■ **PROBLEM DETAILS**: From the data below, return each line in which the string "nostril" is found.
[Opening PROVIDED RECORDS section]
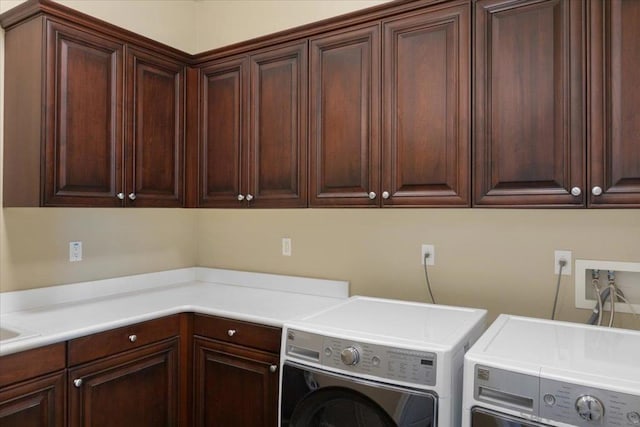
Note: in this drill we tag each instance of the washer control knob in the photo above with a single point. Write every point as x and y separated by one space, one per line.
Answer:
350 356
589 408
549 399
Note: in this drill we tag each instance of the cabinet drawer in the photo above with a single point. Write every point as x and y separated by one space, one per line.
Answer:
238 332
31 363
114 341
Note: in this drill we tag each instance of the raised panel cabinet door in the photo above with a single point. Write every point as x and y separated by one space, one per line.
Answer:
138 388
344 149
155 131
223 134
35 403
614 121
83 131
278 128
426 88
234 386
529 148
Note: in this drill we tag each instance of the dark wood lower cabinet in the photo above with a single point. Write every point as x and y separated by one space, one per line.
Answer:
32 388
34 403
234 385
138 388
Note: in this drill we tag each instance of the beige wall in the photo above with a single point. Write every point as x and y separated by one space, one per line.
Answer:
501 260
223 22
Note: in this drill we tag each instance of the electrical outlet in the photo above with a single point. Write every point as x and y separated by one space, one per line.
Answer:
75 251
428 249
286 246
562 255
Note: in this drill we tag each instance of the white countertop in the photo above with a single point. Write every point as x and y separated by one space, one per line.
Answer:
59 313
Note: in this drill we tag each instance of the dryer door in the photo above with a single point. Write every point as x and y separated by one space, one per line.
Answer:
313 398
486 418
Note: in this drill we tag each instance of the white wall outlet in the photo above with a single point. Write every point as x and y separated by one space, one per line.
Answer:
562 255
286 246
75 251
428 249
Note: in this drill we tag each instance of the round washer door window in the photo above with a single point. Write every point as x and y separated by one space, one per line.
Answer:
339 407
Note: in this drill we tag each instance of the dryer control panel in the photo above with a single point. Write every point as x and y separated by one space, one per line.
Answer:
546 400
356 357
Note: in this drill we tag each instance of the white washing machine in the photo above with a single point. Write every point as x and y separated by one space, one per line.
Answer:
375 362
532 372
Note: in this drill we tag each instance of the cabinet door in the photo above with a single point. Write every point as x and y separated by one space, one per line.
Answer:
426 145
223 133
83 131
234 385
136 388
155 131
529 107
345 111
35 403
614 122
278 127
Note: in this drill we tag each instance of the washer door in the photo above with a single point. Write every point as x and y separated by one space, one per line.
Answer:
337 406
311 397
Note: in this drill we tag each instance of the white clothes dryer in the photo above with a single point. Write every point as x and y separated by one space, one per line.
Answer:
533 372
376 363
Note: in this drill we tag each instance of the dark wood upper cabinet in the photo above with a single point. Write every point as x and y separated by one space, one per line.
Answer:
223 133
344 156
529 147
253 135
278 128
421 158
83 133
425 108
155 130
614 115
90 118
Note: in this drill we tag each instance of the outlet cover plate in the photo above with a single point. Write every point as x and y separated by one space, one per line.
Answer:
428 249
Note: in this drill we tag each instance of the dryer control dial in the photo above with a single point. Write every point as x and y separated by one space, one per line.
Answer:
350 356
589 408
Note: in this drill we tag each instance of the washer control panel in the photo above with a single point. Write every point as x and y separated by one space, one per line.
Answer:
356 357
543 399
587 406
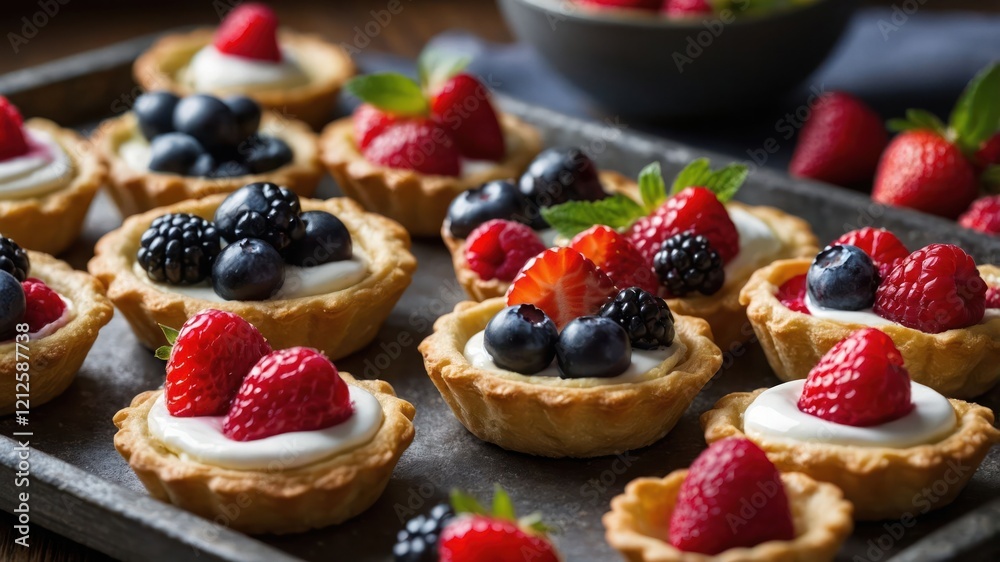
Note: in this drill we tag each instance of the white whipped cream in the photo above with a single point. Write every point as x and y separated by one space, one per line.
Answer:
213 70
45 168
643 361
774 414
200 439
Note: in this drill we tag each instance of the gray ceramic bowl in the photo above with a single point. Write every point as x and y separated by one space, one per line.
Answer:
647 66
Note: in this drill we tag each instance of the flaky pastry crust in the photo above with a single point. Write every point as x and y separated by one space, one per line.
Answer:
279 501
54 360
418 201
51 222
881 482
639 520
957 363
338 323
557 421
328 67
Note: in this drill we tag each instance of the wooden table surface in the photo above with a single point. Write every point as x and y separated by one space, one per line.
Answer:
85 25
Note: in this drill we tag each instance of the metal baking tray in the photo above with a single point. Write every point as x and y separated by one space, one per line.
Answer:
80 487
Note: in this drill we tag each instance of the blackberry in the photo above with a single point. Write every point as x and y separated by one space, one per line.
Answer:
687 263
179 249
645 316
418 541
13 259
263 211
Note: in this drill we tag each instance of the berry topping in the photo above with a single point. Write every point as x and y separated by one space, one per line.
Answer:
295 389
842 278
646 318
249 31
208 359
934 289
563 283
248 270
687 263
326 240
179 249
521 338
13 259
498 249
593 346
861 382
493 200
616 256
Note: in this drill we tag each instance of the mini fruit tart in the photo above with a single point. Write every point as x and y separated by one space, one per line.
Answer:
296 444
324 274
858 421
410 148
692 245
933 303
48 176
731 505
568 366
294 74
49 318
170 149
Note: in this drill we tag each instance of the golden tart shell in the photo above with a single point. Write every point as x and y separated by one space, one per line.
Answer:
55 359
50 223
881 482
637 525
323 493
328 67
417 201
561 421
957 363
338 323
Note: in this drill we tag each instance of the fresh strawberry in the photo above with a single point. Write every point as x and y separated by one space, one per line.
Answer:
861 382
922 170
498 249
720 483
840 142
563 284
294 389
211 354
616 257
934 289
249 31
694 208
43 306
463 107
882 246
416 144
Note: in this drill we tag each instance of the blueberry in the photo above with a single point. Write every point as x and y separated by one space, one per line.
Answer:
843 278
248 270
155 113
174 153
326 240
492 200
208 120
521 338
593 346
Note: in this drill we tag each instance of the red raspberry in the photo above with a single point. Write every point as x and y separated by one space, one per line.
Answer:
294 389
43 306
213 351
861 381
725 477
695 208
498 249
934 289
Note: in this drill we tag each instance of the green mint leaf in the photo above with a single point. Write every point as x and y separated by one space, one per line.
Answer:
573 217
977 114
390 91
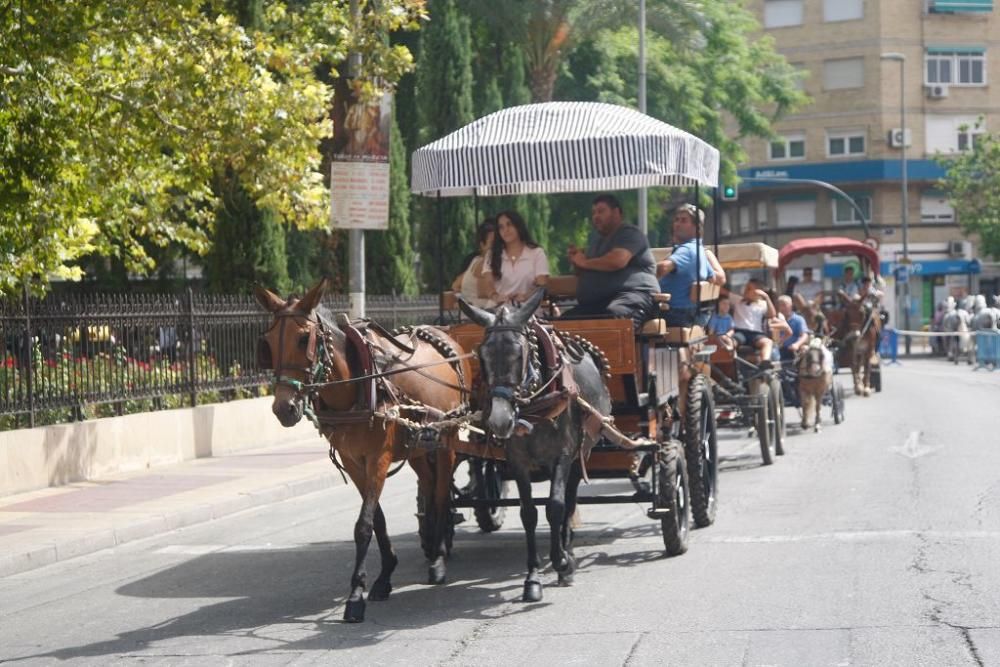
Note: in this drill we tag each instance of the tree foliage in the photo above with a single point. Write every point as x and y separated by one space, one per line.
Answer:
972 183
116 117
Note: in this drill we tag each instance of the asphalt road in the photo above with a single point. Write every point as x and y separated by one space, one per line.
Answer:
875 542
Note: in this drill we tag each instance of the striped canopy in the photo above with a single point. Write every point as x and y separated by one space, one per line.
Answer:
562 147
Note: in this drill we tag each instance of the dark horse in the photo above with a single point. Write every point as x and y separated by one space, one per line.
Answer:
531 409
357 417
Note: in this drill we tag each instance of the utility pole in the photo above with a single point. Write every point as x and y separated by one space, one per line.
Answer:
356 237
901 59
643 199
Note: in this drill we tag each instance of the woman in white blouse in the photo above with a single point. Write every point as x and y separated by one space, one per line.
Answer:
518 265
473 266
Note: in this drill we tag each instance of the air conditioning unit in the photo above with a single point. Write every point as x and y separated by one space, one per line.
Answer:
898 137
959 249
937 91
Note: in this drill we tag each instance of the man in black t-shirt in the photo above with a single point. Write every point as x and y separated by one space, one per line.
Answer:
617 274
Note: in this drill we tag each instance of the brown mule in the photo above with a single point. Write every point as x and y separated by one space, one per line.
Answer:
304 348
862 328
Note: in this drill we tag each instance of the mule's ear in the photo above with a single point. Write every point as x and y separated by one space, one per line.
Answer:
272 302
528 308
481 317
312 298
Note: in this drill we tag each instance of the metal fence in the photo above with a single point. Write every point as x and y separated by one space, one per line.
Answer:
70 357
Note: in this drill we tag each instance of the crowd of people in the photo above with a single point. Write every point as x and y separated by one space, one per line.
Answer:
618 276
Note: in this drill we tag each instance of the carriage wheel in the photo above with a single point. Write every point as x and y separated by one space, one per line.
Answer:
673 495
837 402
489 486
764 423
778 411
700 451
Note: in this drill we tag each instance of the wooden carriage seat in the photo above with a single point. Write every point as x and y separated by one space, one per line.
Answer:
701 293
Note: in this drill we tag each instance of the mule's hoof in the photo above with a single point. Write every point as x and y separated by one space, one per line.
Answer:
532 591
354 612
380 591
436 574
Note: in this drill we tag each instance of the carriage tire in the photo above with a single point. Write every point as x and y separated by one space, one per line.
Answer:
701 452
761 417
778 411
489 486
837 402
674 494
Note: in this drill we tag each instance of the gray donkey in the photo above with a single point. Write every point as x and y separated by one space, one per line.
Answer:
541 432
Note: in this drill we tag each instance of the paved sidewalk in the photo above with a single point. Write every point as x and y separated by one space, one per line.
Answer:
41 527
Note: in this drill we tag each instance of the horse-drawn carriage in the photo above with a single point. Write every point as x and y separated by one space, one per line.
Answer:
519 396
748 393
854 325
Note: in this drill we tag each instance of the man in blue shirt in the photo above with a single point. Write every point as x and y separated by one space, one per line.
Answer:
687 265
792 342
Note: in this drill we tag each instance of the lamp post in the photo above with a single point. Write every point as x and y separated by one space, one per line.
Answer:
901 59
643 200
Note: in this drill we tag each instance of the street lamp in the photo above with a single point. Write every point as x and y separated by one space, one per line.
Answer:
901 59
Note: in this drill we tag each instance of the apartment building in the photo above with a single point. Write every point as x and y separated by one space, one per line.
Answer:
851 135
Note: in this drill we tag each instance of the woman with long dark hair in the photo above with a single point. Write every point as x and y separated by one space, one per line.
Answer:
518 265
476 263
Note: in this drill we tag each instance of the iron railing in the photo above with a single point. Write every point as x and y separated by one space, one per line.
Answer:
70 357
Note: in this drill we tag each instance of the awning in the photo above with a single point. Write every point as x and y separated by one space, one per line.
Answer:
959 6
562 147
828 245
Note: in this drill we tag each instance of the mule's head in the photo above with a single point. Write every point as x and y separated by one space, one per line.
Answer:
810 363
504 359
290 349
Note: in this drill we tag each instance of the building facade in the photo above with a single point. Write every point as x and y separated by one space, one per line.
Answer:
851 136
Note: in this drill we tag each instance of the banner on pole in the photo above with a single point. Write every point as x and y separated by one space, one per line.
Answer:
359 170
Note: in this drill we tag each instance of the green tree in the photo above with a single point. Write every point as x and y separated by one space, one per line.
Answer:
444 100
389 256
116 118
972 182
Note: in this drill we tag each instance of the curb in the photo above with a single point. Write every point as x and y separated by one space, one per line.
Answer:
142 528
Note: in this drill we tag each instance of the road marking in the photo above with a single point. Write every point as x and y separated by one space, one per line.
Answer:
912 448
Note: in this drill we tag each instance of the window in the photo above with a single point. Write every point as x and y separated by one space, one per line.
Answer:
796 212
782 13
843 10
957 66
801 74
951 134
844 73
934 207
762 215
789 147
844 143
844 213
960 6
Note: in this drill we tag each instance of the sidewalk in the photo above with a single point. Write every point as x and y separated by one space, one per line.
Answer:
58 523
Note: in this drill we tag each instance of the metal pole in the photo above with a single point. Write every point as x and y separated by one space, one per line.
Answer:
906 205
356 237
643 198
440 245
30 370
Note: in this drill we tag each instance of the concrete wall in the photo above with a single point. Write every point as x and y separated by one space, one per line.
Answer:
53 455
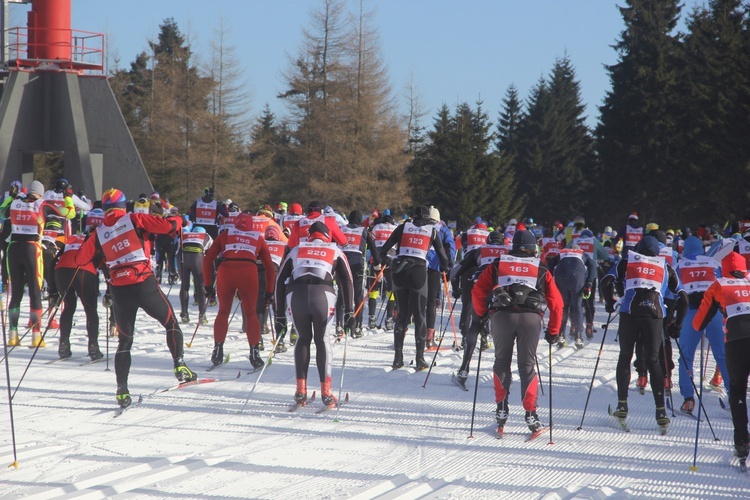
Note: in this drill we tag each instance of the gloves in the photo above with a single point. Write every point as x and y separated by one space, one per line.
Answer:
587 290
350 322
107 300
673 330
551 339
280 324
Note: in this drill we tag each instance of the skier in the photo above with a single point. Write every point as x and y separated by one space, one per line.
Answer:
641 279
119 240
304 290
359 240
205 212
81 282
697 272
413 240
298 231
381 232
237 251
435 278
731 295
28 215
511 295
463 276
630 234
195 241
574 274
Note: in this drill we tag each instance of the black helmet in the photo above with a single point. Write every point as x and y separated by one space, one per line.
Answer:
61 185
524 241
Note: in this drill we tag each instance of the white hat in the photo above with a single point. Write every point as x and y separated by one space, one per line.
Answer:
434 214
36 188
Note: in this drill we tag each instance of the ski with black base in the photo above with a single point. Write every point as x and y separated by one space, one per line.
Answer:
535 434
296 406
620 421
120 411
458 382
213 367
333 406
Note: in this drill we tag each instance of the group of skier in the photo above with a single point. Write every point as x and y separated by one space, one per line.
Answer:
312 269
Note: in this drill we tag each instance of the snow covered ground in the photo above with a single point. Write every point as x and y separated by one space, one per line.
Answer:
394 439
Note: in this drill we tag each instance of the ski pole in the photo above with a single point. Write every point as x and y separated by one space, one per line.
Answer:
279 339
46 329
450 316
476 389
596 366
341 383
550 395
440 342
667 387
10 397
700 400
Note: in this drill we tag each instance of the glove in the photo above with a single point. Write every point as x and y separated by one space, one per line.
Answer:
673 330
280 324
107 300
587 290
350 322
551 339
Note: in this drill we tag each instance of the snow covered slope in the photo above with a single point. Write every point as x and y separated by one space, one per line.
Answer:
394 439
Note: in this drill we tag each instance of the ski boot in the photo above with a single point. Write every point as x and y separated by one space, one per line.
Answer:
63 349
642 383
255 358
123 396
326 396
621 411
484 342
37 340
662 420
182 372
94 351
217 356
300 396
501 416
13 337
280 346
688 405
532 420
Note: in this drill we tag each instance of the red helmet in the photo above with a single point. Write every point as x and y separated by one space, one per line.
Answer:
319 231
113 198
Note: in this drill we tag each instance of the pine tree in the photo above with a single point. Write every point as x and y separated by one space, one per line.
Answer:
639 134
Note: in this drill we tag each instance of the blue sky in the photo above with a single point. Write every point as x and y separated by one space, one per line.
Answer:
454 50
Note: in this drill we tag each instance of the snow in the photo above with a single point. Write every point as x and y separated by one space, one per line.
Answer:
396 438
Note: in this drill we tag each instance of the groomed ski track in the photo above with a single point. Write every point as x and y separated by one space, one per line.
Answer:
394 439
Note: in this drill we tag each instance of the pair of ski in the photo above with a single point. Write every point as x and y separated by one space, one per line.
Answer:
529 437
88 361
624 426
296 406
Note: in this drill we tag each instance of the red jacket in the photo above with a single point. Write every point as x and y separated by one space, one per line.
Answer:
143 224
545 283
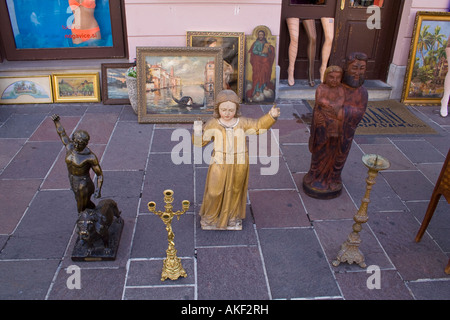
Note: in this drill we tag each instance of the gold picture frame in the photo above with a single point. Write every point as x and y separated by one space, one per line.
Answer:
76 87
177 84
26 89
427 63
233 53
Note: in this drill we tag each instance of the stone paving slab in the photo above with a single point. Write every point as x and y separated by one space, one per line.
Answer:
239 269
26 279
295 264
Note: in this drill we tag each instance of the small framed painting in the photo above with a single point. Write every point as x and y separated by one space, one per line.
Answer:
233 46
114 84
177 84
30 89
76 87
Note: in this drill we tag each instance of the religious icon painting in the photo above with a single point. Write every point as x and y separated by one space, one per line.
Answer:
260 72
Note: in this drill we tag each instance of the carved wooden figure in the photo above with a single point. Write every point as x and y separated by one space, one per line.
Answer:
338 111
225 196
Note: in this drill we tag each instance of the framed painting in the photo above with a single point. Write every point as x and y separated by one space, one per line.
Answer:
33 31
233 47
177 84
30 89
427 64
76 87
260 72
114 84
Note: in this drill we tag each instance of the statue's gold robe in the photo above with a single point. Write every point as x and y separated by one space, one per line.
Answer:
224 199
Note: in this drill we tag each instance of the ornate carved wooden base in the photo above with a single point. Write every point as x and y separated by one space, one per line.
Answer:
98 252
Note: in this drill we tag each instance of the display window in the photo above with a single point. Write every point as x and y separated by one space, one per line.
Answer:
62 29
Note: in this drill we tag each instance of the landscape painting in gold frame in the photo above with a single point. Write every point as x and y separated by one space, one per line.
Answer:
76 87
233 53
27 89
427 64
177 84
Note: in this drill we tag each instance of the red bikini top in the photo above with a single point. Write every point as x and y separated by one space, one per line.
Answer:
86 3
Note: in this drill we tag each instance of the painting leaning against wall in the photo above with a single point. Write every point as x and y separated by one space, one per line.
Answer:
428 64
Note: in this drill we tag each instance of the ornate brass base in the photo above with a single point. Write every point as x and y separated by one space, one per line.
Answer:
235 225
350 253
172 268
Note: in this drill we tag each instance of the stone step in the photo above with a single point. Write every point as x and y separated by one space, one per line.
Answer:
378 90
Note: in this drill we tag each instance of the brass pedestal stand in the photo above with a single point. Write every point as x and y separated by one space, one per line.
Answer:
172 267
350 248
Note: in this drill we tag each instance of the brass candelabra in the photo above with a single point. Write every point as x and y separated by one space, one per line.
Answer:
350 251
172 267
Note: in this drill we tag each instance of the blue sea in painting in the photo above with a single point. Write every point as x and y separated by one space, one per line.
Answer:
24 87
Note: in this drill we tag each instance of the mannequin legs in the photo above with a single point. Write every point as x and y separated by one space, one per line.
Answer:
294 30
310 27
328 29
444 101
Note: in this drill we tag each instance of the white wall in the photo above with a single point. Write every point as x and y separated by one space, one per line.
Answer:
165 22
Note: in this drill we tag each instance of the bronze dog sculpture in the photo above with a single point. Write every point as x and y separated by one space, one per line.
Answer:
94 224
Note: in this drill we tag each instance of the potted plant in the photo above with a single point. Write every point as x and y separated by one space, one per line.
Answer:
131 77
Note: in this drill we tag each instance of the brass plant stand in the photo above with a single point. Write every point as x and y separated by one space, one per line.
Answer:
350 248
172 267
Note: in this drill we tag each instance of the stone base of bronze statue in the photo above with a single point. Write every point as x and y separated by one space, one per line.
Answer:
317 193
99 231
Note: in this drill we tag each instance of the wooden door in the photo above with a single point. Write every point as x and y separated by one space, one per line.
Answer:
351 34
357 30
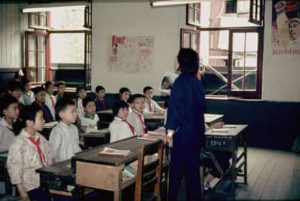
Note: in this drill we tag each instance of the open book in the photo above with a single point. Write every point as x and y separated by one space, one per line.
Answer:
114 152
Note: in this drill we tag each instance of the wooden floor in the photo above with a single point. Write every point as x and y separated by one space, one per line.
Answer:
272 175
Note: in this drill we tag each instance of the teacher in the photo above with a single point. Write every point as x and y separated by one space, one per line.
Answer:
185 121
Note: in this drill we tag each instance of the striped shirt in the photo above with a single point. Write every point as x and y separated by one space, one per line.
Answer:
64 141
23 159
7 136
119 130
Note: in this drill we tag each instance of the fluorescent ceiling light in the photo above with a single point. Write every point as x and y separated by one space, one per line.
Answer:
46 9
173 2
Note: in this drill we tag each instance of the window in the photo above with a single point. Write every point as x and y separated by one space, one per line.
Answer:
190 39
36 56
230 47
256 12
194 14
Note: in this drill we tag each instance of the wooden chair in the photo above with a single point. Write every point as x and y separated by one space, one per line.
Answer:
148 179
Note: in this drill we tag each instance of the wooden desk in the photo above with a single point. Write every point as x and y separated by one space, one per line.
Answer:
229 139
106 117
58 178
96 138
212 119
105 172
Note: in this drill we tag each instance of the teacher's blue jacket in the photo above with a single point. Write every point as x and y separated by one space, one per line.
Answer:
186 109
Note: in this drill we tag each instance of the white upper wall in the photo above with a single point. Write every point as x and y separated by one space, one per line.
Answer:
281 74
135 19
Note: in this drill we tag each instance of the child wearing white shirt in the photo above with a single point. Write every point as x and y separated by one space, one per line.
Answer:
64 137
135 117
151 107
50 99
120 128
89 119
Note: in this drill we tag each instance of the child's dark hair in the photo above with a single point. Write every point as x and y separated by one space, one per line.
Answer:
79 88
61 105
188 60
48 84
59 83
28 114
24 81
98 88
135 96
123 90
5 102
14 85
146 89
36 90
86 100
117 106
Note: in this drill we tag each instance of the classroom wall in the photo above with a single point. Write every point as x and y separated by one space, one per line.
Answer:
135 19
11 33
281 73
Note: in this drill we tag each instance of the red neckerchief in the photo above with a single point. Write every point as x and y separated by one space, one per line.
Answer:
36 143
149 104
130 126
142 120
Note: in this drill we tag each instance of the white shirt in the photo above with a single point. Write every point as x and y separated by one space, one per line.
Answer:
7 136
64 141
79 107
154 107
138 124
50 105
23 159
119 130
90 123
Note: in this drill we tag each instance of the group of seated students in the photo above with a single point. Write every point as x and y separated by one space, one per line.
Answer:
24 111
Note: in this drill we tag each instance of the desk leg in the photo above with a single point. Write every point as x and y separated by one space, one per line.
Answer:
117 195
246 159
233 170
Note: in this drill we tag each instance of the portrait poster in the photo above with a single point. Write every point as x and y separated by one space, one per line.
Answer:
131 54
285 27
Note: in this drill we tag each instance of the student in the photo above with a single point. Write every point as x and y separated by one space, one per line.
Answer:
64 137
29 152
185 119
9 112
27 95
100 102
40 94
124 93
151 107
50 99
135 117
89 118
15 89
61 87
120 128
81 94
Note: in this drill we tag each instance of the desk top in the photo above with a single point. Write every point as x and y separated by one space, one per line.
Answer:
59 169
105 112
99 133
132 144
227 130
209 118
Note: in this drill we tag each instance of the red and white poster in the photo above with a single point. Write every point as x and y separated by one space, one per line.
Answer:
286 27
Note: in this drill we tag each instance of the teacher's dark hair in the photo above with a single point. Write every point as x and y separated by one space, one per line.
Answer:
188 60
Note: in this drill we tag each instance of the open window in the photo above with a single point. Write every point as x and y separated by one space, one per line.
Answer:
230 46
67 40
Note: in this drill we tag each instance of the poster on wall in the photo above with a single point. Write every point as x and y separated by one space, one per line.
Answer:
286 27
131 54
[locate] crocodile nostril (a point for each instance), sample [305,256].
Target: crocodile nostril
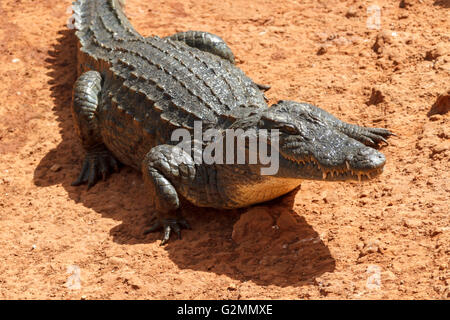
[Closing PROVIDED RECORDS section]
■ **WRITTEN REPLY**:
[locate] crocodile nostril (a point for each instance), sample [305,256].
Target: crocodile nostril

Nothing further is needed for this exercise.